-- Material provided start --

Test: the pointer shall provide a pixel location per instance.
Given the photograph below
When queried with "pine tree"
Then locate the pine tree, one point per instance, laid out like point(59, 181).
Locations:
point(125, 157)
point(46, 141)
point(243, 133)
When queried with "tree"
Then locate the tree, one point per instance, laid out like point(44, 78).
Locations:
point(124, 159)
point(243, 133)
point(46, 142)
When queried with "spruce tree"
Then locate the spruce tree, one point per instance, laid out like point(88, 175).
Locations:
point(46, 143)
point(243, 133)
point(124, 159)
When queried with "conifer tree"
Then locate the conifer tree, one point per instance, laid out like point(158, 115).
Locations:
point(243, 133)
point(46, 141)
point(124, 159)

-- Material provided end --

Exercise aim:
Copy all of the records above word for word, with every line kept unchanged.

Answer for the task:
Test: the pointer shall provide a pixel location per instance.
Given the photograph below
When queried with "pine tree"
Then locate the pine tree, one point per instance, laid out like point(59, 181).
Locations:
point(125, 157)
point(46, 141)
point(243, 133)
When queried with "tree"
Then locate the tree, one point per instance, laid out like point(44, 78).
Locations:
point(124, 159)
point(243, 133)
point(46, 142)
When queried with "spruce tree"
Then locate the spruce tree, one point per instance, laid out like point(88, 175).
Locations:
point(46, 143)
point(243, 133)
point(124, 159)
When queried with "conifer tree"
Then locate the conifer tree, one point per instance, laid out like point(158, 115).
Locations:
point(243, 133)
point(46, 141)
point(124, 159)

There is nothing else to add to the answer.